Problem description:
In the entries below, replace "Box each" with "Draw a box around each" and rewrite every line with nothing else changed. Leave out the pictures.

Material provided:
====================
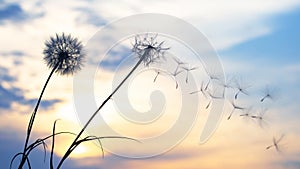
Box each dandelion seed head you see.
[43,33,85,75]
[132,34,170,66]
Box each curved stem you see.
[18,62,59,169]
[57,49,151,169]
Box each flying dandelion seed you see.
[266,134,285,152]
[153,69,168,83]
[227,101,246,120]
[260,86,276,102]
[169,70,183,89]
[251,108,268,128]
[182,66,198,83]
[234,79,250,99]
[43,33,85,75]
[190,81,207,98]
[172,57,187,72]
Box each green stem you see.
[57,48,151,169]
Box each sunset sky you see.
[0,0,300,169]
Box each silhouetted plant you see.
[13,33,85,168]
[57,34,170,169]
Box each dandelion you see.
[132,34,170,66]
[15,33,84,168]
[57,34,170,169]
[43,33,84,75]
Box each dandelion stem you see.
[18,62,60,169]
[57,48,151,169]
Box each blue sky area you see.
[0,0,300,169]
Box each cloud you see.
[0,64,61,110]
[0,4,27,23]
[75,7,107,27]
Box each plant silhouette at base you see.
[57,34,170,169]
[12,33,84,169]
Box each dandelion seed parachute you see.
[43,33,85,75]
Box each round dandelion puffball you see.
[43,33,85,75]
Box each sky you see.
[0,0,300,169]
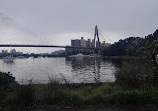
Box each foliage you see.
[115,63,148,88]
[102,29,158,56]
[0,72,15,86]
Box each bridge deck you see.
[0,44,98,50]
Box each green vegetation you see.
[0,30,158,109]
[0,81,158,109]
[102,29,158,56]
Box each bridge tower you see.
[93,25,101,53]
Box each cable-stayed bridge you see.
[0,44,99,50]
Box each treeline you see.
[102,29,158,56]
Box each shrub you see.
[115,63,147,88]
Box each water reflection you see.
[66,57,116,82]
[0,57,117,83]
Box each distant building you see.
[2,50,8,54]
[10,49,17,54]
[81,37,86,47]
[86,39,91,47]
[51,50,65,55]
[71,37,86,47]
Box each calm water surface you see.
[0,57,117,83]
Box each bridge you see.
[0,44,98,50]
[0,26,100,51]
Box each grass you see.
[0,81,158,109]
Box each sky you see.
[0,0,158,52]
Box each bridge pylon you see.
[93,25,101,53]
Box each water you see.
[0,57,117,83]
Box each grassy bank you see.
[0,81,158,109]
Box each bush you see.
[0,72,15,86]
[115,63,147,88]
[15,83,35,107]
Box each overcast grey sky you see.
[0,0,158,52]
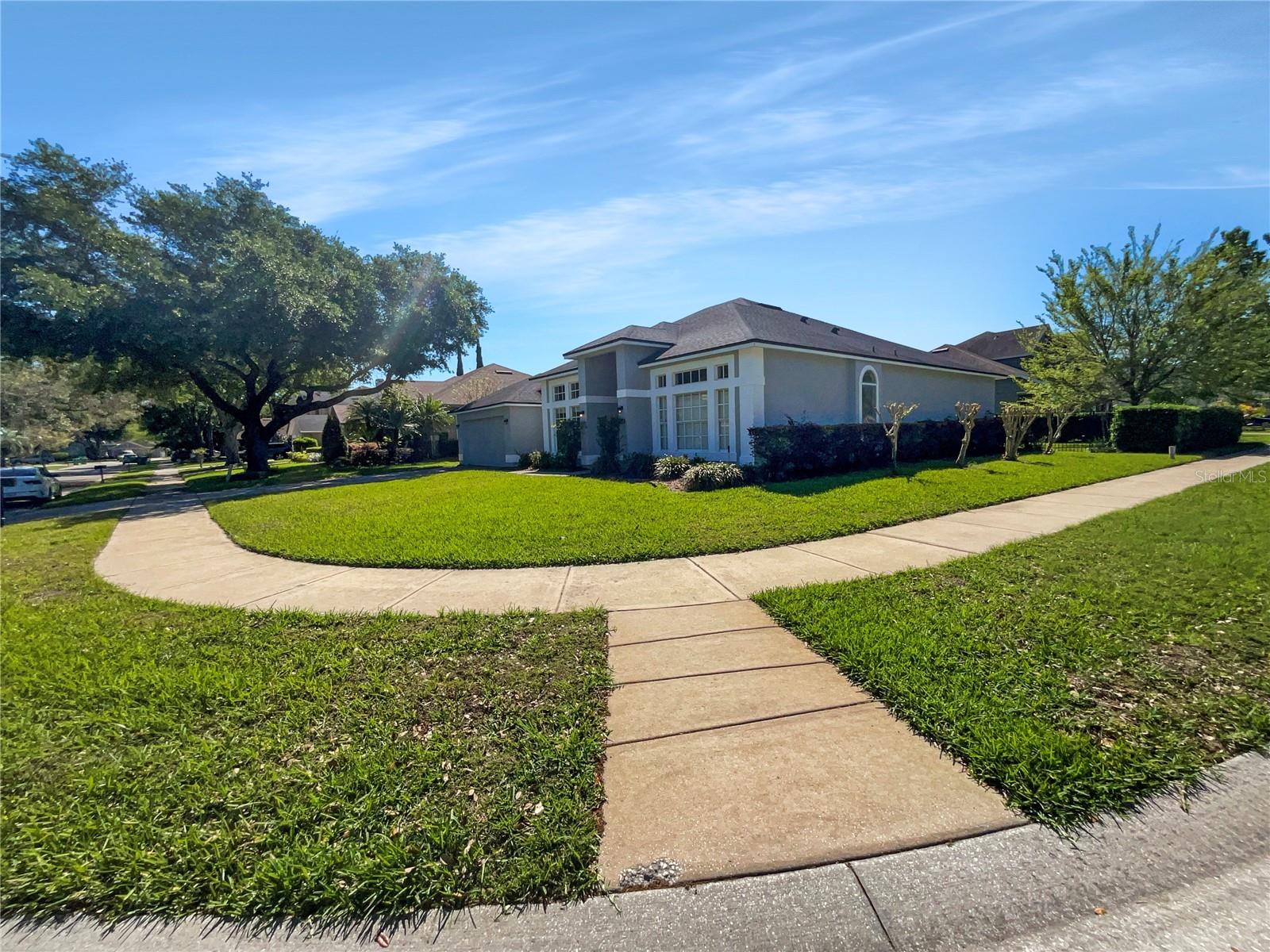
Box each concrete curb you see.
[0,754,1270,952]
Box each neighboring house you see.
[278,363,529,440]
[455,377,542,466]
[945,324,1049,405]
[495,298,1016,463]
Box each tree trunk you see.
[243,421,269,480]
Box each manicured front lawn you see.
[208,453,1196,567]
[180,459,459,493]
[756,466,1270,827]
[0,516,608,916]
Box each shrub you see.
[554,416,584,470]
[749,416,1006,480]
[683,463,745,493]
[652,455,692,482]
[1199,404,1243,449]
[348,443,396,466]
[519,449,555,470]
[621,453,654,480]
[321,411,348,463]
[591,414,624,474]
[1111,404,1243,453]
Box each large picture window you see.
[675,390,710,453]
[675,367,706,387]
[860,367,881,423]
[715,390,732,453]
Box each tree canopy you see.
[2,141,491,471]
[1027,228,1270,404]
[0,358,141,455]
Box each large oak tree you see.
[2,141,489,472]
[1027,228,1270,404]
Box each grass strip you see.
[756,466,1270,830]
[208,453,1198,569]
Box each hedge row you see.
[1111,404,1243,453]
[749,416,1006,480]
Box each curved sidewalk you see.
[95,451,1266,614]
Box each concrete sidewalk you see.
[97,452,1266,614]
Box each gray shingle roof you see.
[565,297,1018,377]
[459,377,542,413]
[957,324,1048,360]
[529,360,578,379]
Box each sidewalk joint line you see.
[379,569,455,612]
[790,539,884,575]
[608,622,785,651]
[688,556,747,601]
[614,665,829,688]
[870,533,988,555]
[555,565,576,622]
[605,697,878,750]
[847,862,895,948]
[608,599,749,614]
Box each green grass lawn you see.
[180,459,459,493]
[756,466,1270,829]
[0,516,608,916]
[200,453,1198,567]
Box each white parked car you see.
[0,466,62,505]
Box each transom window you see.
[715,389,732,453]
[860,367,881,423]
[675,390,710,453]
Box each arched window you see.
[860,367,881,423]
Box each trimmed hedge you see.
[749,416,1006,480]
[1111,404,1243,453]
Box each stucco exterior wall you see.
[873,360,997,420]
[459,405,542,466]
[764,347,851,425]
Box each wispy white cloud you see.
[1120,165,1270,192]
[408,160,1054,300]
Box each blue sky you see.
[0,2,1270,372]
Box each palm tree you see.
[379,386,415,446]
[348,397,383,440]
[411,393,455,455]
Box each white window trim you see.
[856,363,881,423]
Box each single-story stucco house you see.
[278,363,529,440]
[457,298,1020,466]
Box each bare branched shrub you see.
[999,404,1037,459]
[887,400,918,472]
[1041,402,1081,455]
[956,400,983,466]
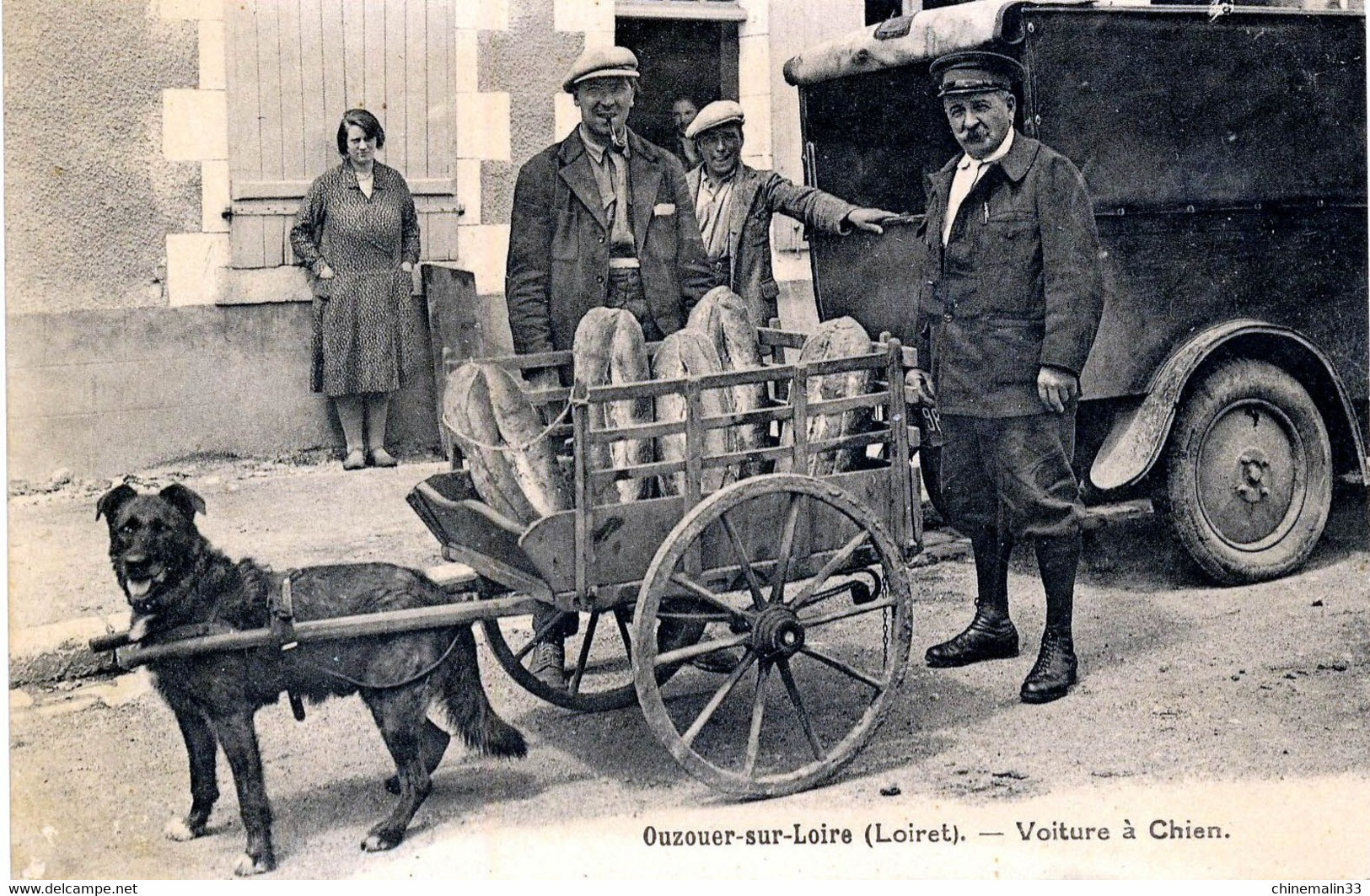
====================
Right answer:
Draw a box around each dandelion seed head you see.
[43,33,85,75]
[132,34,170,66]
Draw a box around each curved stem you see.
[18,62,59,169]
[57,49,151,169]
Draw a box around each flying dandelion seed you see.
[266,134,285,152]
[153,69,168,83]
[227,101,246,120]
[260,86,276,102]
[169,70,183,89]
[251,108,268,128]
[182,66,198,83]
[234,79,250,99]
[43,33,85,75]
[190,81,207,98]
[172,57,187,72]
Draw a box around each green stem you see.
[57,48,151,169]
Draw a box around each sunset sky you see.
[0,0,300,169]
Draw a box around each silhouetted plant you see.
[13,33,85,168]
[57,34,170,169]
Draw a box around each dandelion you see.
[132,34,170,66]
[15,33,84,168]
[57,34,170,169]
[43,33,84,75]
Draw a box around each dandelion stem you see.
[18,62,60,169]
[57,48,151,169]
Draw a box around each blue sky area you see.
[0,0,300,169]
Draw a box around each cloud you see.
[0,64,61,110]
[0,4,27,23]
[75,7,107,27]
Draw a box around each plant silhouette at base you see.
[57,34,170,169]
[12,33,84,169]
Draw a box around each dandelion seed parachute you see.
[43,33,85,75]
Draw a box around each round dandelion puffball you see.
[43,33,85,75]
Draw a box around each sky you see.
[0,0,300,169]
Draw a box around each foliage you see.
[115,63,148,88]
[102,29,158,56]
[0,72,15,86]
Draw a box around each bridge deck you see.
[0,44,98,50]
Draw a box around each green vegetation you see.
[0,30,158,109]
[0,81,158,109]
[102,29,158,56]
Draw a box around each bridge tower you see.
[93,25,101,53]
Draw a box around each cable-stayed bridge you see.
[0,44,99,50]
Draw a box around each treeline you see.
[102,29,158,56]
Draw a box around each shrub you see.
[115,63,147,88]
Draw a box around each water reflection you see.
[66,57,116,82]
[0,57,117,83]
Draw a box around each distant building you see.
[2,50,8,54]
[10,49,17,54]
[81,37,86,47]
[86,39,91,47]
[51,50,65,55]
[71,37,86,47]
Draw a box around each calm water surface you see.
[0,57,117,83]
Draw a box around each bridge you see.
[0,44,98,50]
[0,26,100,51]
Draw a box around each grass you see.
[0,81,158,109]
Draw a box around each sky you see.
[0,0,158,52]
Draw a box around each bridge pylon you see.
[93,25,101,53]
Draw a box around each water you see.
[0,57,117,83]
Draw a box around each grassy bank you see.
[0,81,158,109]
Draw a box around each bush you see.
[0,72,15,86]
[115,63,147,88]
[15,83,35,107]
Draw a box around each overcast grey sky you see.
[0,0,158,52]
Draw a box around each concrete curb you see.
[0,754,1270,952]
Draw a box around each neighboring house you see.
[278,363,529,440]
[455,377,542,466]
[945,324,1049,405]
[495,298,1016,463]
Draw a box around each tree trunk you see.
[243,421,269,480]
Draw a box around each manicured front lawn you see.
[208,453,1196,567]
[180,459,459,493]
[756,466,1270,827]
[0,516,608,916]
Draw a box around each shrub you see.
[554,416,584,470]
[749,416,1006,480]
[683,463,745,493]
[652,455,692,482]
[1199,404,1243,449]
[348,443,396,466]
[519,449,555,470]
[621,453,654,480]
[321,411,348,463]
[591,414,624,474]
[1111,404,1243,453]
Draw a box around each large picture window you see.
[675,390,710,453]
[675,367,706,387]
[860,367,881,423]
[715,390,732,453]
Draw a box around each tree canopy you see.
[2,141,491,471]
[1027,228,1270,404]
[0,358,141,455]
Draw a box around each large oak tree you see.
[2,141,489,472]
[1027,228,1270,404]
Draw a box around each grass strip you see.
[756,466,1270,830]
[208,453,1198,569]
Draw a box around each hedge row you see.
[1111,404,1243,453]
[749,416,1006,480]
Draw a box around each curved sidewalk you see.
[95,451,1266,614]
Draw a box around each concrete sidewalk you see.
[97,452,1266,614]
Draw a box around each gray shingle roof you see.
[565,297,1018,377]
[459,377,542,413]
[957,324,1048,360]
[529,360,578,379]
Draw a box around each sidewalk joint line you see.
[379,569,455,612]
[790,539,884,575]
[608,622,785,651]
[688,556,747,601]
[614,665,829,688]
[870,533,988,555]
[555,565,576,622]
[605,697,878,750]
[847,862,895,948]
[608,599,749,614]
Draw a box around each green grass lawn you see.
[180,459,459,493]
[756,466,1270,829]
[0,516,608,916]
[200,453,1198,567]
Draw a box around each white parked car you see.
[0,466,62,505]
Draw a box around each transom window you see.
[715,389,732,453]
[860,367,881,423]
[675,390,710,453]
Draw a box around each arched window you see.
[860,367,881,423]
Draw a box around each trimmed hedge you see.
[749,416,1006,480]
[1111,404,1243,453]
Draw a box around each stucco exterior wall you see.
[873,360,997,420]
[459,405,542,466]
[764,347,851,425]
Draw a box around each wispy white cloud you see.
[1120,165,1270,192]
[408,160,1054,300]
Draw a box around each blue sky you see.
[0,2,1270,372]
Draw a box around each palm tree you see.
[379,386,415,446]
[348,397,383,440]
[411,393,455,455]
Draw a box around each white window trim you see.
[856,363,881,423]
Draw a box around each single-story stucco house you see.
[278,363,529,440]
[457,298,1020,466]
Draw a box around each bare branched shrub you see.
[999,404,1037,459]
[887,400,918,472]
[1041,402,1081,455]
[956,400,983,466]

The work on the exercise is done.